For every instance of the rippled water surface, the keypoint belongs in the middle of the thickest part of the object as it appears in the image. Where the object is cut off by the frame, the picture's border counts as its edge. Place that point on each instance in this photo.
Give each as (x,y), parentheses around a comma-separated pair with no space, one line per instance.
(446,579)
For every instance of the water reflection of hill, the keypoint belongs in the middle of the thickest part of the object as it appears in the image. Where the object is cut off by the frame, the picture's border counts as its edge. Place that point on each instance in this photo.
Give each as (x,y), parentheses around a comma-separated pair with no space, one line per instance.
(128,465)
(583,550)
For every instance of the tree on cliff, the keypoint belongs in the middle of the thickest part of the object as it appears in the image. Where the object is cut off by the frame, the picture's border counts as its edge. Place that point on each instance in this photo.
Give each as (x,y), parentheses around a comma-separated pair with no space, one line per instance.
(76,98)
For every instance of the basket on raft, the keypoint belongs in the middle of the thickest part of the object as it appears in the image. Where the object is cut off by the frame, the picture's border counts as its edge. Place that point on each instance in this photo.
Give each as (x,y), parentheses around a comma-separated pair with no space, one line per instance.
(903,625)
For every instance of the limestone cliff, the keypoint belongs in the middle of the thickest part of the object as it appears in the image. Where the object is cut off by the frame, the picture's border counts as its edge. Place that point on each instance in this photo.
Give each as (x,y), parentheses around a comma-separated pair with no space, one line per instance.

**What is asked**
Repeat all the entries word for word.

**Task result**
For every instance of the rippled water surface, the keypoint belongs in the middle of the thickest part of the object as it appears in the image. Where the object is cut off by the frame, the picture's border counts as its edge. Place that point on each instance in this photo.
Give each as (x,y), parentheses around a comma-separated pair with no space, one line per instance.
(446,579)
For every instance of the water reflection of hill, the keypoint belongs in the middle of the thickest part of the object as it appears in the image. Where the object is cut off by the frame, the picture's border counts as its edge. Place that point on each instance in this photo.
Give each as (x,y), parentheses around a comma-separated pair with no space, one line per instance.
(128,465)
(583,550)
For every instance of the tree on cliff, the keypoint belongs in the middle of the thickest part of the object as it appears in the image. Where the object is cut off by the frame, the picture's border counts as its edge. Place that point on each instance in this photo.
Give each as (x,y), parentheses around a comma-separated pair with no space, one line per instance.
(76,98)
For every instance of the basket on raft, the keypoint belongs in the middle of the thickest part of the object as it appears in the image. Where the object is cut off by the frame, the picture's border counts as its edge. Place that point on each instance in this photo.
Give each as (x,y), parentheses around a comma-separated pair with no space, one line per instance.
(903,625)
For every instance of the limestone cliff, the keypoint belongs in the middle of the thickest part of the object as it appears in the image. Where the object is cut off by the frame, the picture's border counts as its edge. Place that point on each instance in this photo.
Give each as (x,y), parentheses around a comma-separated pair with no space, one line per instance.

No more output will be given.